Exercise text
###

Environmental Factor, November 2007, National Institute of Environmental Health Sciences
Town Meeting Showcases IRB Process
By Eddy Ball
November 2007
Scientists and other interested members of the NIEHS research community attended a Town Meeting in Rodbell Auditorium on October 1 to learn more about how to facilitate Institutional Review Board (IRB) approval of their research involving human subjects. Billed as “A Conversation between the Institutional Review Board and Clinical Investigators and Staff,” the meeting featured presentations by key players in the IRB process, including an overview of efforts to fully automate the process.
With ample time reserved for questions and concerns, the meeting provided a forum for the growing number of NIEHS researchers required to seek approval for their studies. Among the speakers was Joan Packenham, Ph.D., program director in the Office of the Scientific Director and key person for development of the electronic management system, who traced the IRB process step by step for the audience.
In his opening remarks, Acting Director Sam Wilson, M.D., noted that the meeting was one of the Institute’s responses to a “friendly audit” of the IRB in 2006, which recommended increased communication between the IRB and the NIEHS research community. He also underscored the importance of the IRB and the Board’s continuing efforts to make the process more efficient.

###

Stored records
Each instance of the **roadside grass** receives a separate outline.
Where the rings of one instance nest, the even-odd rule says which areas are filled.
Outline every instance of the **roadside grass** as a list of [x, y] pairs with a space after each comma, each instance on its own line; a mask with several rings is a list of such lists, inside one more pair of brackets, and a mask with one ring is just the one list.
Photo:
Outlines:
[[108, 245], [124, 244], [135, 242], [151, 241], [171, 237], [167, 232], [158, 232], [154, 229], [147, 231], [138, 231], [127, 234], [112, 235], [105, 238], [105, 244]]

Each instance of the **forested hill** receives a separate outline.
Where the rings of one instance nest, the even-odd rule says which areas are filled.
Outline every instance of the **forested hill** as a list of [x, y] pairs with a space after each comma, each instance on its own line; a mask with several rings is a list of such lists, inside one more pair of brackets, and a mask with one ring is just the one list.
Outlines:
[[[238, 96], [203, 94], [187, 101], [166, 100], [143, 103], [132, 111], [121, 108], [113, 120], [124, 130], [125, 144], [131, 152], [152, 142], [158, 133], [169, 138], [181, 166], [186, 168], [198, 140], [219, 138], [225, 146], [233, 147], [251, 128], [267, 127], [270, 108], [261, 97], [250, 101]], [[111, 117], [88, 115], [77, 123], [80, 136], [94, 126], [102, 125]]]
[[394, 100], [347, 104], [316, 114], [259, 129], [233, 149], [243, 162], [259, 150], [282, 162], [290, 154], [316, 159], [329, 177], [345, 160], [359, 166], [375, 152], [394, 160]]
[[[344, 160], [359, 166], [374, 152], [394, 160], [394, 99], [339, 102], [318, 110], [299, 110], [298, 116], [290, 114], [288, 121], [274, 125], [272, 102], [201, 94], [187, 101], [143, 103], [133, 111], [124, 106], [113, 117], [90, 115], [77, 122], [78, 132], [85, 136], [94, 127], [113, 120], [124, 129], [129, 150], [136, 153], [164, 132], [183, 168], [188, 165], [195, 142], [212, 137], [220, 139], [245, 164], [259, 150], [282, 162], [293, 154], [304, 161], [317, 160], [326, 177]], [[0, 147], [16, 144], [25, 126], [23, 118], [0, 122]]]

###

Assigned task A
How would you render this sentence from the IRB Town Meeting article in Spanish: "With ample time reserved for questions and concerns, the meeting provided a forum for the growing number of NIEHS researchers required to seek approval for their studies."
Assigned task B
Could you carry the IRB Town Meeting article forward from its final sentence?
These items have no role in this exercise.

Your response A
Con tiempo suficiente reservado para preguntas e inquietudes, la reunión ofreció un foro para el creciente número de investigadores del NIEHS que deben solicitar la aprobación de sus estudios.

Your response B
Acting Scientific Director Perry Blackshear, M.D., D.Phil., presented a short history of measures to protect human subjects of research following the introduction of congressionally mandated regulations in 1974. The regulations initially were of limited concern to researchers at NIEHS, which had only five “active protocols,” studies using humans and subject to approval, during the 1980s. At the current time, however, there are 49 active protocols, with even more anticipated as NIEHS begins research at its new Clinical Research Unit in 2008.
According to the meeting’s keynote speaker, Marian Johnson-Thompson, Ph.D., chair of the NIEHS Institutional Review Board, the purpose of the IRB is “to protect the rights and safeguard the welfare of human subjects.” Anyone working with human subjects and identifiable human specimens must seek IRB approval for a study before it can proceed — or obtain a formal waiver from the NIH Office of Human Subjects Research.
Johnson-Thompson outlined other measures NIEHS has taken in response to the 2006 audit, including the first-ever day-long IRB retreat and increased training for principal investigators. The IRB is developing its new Electronic Management System. In addition, Johnson-Thompson and Packenham have visited other NIH institutes and centers in search of ways to streamline the IRB process at NIEHS.
“We’ve also entered into discussions with intramural researchers about how the scientific review process could be enhanced,” she added. “We are working now to resolve issues on a new component in the process, the conflict of interest element.” Because consent form issues have been the leading reason for delays, “we want to develop a consent-form template… to prompt you to answer specific questions.”
Senior Investigator Darryl Zeldin, M.D., addressed the overarching concern of researchers in his presentation, “Investigator Perspective: Why Is It Taking So Long?” Zeldin opened by noting “that the IRB approval process, while a significant component…, is only one of many processes and approvals an investigator needs to go through in order to be successful.”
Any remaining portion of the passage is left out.